Exercise prompt:
Repeat the lines below word for word.

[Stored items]
•••••

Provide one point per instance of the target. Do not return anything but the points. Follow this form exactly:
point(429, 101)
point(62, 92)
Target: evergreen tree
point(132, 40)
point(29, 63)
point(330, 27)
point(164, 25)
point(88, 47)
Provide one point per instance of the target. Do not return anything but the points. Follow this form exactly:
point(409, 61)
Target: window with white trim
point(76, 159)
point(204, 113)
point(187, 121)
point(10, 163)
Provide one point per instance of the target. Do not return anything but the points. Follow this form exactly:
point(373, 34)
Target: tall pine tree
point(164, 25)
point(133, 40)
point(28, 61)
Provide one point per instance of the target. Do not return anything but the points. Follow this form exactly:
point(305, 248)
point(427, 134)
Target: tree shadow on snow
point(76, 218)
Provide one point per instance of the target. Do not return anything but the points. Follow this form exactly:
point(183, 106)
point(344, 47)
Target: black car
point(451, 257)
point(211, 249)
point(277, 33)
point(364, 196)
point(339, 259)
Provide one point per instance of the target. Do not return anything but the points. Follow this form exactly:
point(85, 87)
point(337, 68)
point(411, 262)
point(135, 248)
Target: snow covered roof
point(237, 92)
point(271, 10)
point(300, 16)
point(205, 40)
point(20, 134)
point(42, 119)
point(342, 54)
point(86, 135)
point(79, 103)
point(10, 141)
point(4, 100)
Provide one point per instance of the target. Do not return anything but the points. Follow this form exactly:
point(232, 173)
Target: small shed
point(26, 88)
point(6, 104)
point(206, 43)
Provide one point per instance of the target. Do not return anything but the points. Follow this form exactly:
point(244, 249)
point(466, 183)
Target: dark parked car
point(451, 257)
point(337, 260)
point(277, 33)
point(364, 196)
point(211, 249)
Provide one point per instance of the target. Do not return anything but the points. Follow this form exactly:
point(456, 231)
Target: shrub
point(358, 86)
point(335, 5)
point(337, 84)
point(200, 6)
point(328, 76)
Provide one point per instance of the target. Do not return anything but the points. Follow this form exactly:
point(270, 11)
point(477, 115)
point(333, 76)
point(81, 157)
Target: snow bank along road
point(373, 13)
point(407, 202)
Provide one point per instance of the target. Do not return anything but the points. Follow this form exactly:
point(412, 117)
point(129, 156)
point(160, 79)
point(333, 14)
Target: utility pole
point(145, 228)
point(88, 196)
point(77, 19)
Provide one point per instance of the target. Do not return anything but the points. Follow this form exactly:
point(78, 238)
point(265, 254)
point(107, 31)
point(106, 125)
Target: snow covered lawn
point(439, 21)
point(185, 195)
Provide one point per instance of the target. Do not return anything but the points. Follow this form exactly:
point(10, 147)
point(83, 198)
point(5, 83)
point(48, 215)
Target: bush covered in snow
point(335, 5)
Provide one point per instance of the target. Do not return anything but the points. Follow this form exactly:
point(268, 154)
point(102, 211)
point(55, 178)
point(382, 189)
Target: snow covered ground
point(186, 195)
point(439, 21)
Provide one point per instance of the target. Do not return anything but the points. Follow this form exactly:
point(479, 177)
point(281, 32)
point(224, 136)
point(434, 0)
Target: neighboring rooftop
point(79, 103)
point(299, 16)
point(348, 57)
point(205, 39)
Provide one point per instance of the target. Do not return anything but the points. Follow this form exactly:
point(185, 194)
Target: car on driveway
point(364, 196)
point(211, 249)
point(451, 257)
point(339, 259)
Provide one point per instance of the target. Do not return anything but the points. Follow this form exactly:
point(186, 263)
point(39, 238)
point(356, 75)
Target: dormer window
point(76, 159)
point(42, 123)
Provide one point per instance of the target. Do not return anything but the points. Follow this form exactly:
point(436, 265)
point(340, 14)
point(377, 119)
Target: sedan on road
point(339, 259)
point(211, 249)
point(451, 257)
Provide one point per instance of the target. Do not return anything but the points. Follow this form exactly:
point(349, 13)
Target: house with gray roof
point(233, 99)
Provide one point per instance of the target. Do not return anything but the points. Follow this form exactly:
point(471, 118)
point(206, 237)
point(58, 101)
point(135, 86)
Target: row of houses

•••••

Response to this exercise:
Provide one point per instance of the target. Do not return anything but the points. Follow this form exactly:
point(429, 101)
point(62, 92)
Target: evergreen tree
point(132, 40)
point(29, 63)
point(330, 27)
point(164, 25)
point(88, 47)
Provide one point per instance of the target. Do not return anything but the points. Follow this form exactly:
point(409, 61)
Target: window with white trim
point(76, 159)
point(204, 113)
point(187, 121)
point(10, 163)
Provide one point per instance of the target. Do not return anything but the points. Follow this form exactly:
point(373, 34)
Target: tall pine tree
point(164, 25)
point(133, 40)
point(28, 61)
Provide one point per instance of the target. Do not return anything but the points. Follow this form exactly:
point(305, 248)
point(427, 134)
Target: tree shadow on snow
point(76, 218)
Provide one point per instance of the target. Do not return anything but the points. Follow this form exactly:
point(183, 106)
point(344, 47)
Target: black car
point(451, 257)
point(211, 249)
point(277, 33)
point(364, 196)
point(339, 259)
Provide one point per instance of the target. Do not return anything but the points. Follow this form exactly:
point(85, 87)
point(337, 68)
point(411, 262)
point(135, 248)
Target: snow covered roof
point(237, 92)
point(271, 10)
point(300, 16)
point(205, 40)
point(20, 134)
point(42, 119)
point(342, 54)
point(86, 135)
point(79, 103)
point(10, 141)
point(4, 100)
Provide one point per instance of the target. Do not return anything but the points. Follow this form exactly:
point(232, 173)
Target: small shed
point(26, 88)
point(6, 104)
point(206, 43)
Provide one point per instance of the target. Do not return anything but the points. Follow this form exactly:
point(244, 249)
point(466, 183)
Target: dark parked car
point(451, 257)
point(337, 260)
point(277, 33)
point(364, 196)
point(211, 249)
Provide one point per instance of the target. Do not return anything but the points. Follow this form exactly:
point(456, 231)
Target: shrub
point(358, 86)
point(335, 5)
point(337, 84)
point(200, 6)
point(328, 76)
Provide one point per instance of the target. Do not return anything but the points. Follow this form exactly:
point(270, 11)
point(477, 115)
point(333, 76)
point(81, 157)
Target: snow bank along road
point(373, 13)
point(407, 202)
Provide one point per instance of the target. Do not return anything but the points. Follow this form exactly:
point(412, 117)
point(129, 156)
point(160, 79)
point(333, 14)
Target: utility pole
point(145, 228)
point(88, 196)
point(77, 19)
Provide one point per instance of the target. Do not return anything but the points. Follow this form exactly:
point(78, 238)
point(265, 254)
point(107, 31)
point(106, 125)
Target: snow covered lawn
point(439, 21)
point(185, 195)
Provide one point per instance of the target. Do not return anything but the points. Follow this form exactly:
point(10, 147)
point(83, 198)
point(5, 83)
point(48, 215)
Target: bush covered in snow
point(335, 5)
Provide one point per instance of the target. Do not return anything but the points. Follow this form exactly:
point(268, 154)
point(102, 211)
point(55, 178)
point(382, 189)
Target: snow covered ground
point(186, 195)
point(439, 21)
Provide one point per instance of the target. Do not return anything but the points. Follow this form exactly:
point(479, 177)
point(281, 32)
point(224, 136)
point(434, 0)
Target: neighboring rooftop
point(79, 103)
point(299, 16)
point(348, 57)
point(205, 39)
Provide one point per instance of the target. Do not return anything but the points. Follow this form exactly:
point(185, 194)
Target: car on driveway
point(364, 196)
point(211, 249)
point(451, 257)
point(339, 259)
Provide one point per instance of the target. Do not return anything but the points. Follow this form exactly:
point(186, 263)
point(39, 238)
point(356, 75)
Target: dormer window
point(76, 159)
point(42, 123)
Provide one point per instance of the target. Do not return anything but the points. Follow this form exactly:
point(436, 265)
point(340, 14)
point(377, 119)
Target: sedan on road
point(339, 259)
point(211, 249)
point(451, 257)
Provide one point per instance of the target. Do not return anything but the points. Follow this form exactly:
point(349, 13)
Target: house with gray roof
point(233, 99)
Provide one point per instance of the target. Do not return anything but the points. Follow this form exactly:
point(471, 118)
point(206, 237)
point(58, 101)
point(135, 86)
Target: row of houses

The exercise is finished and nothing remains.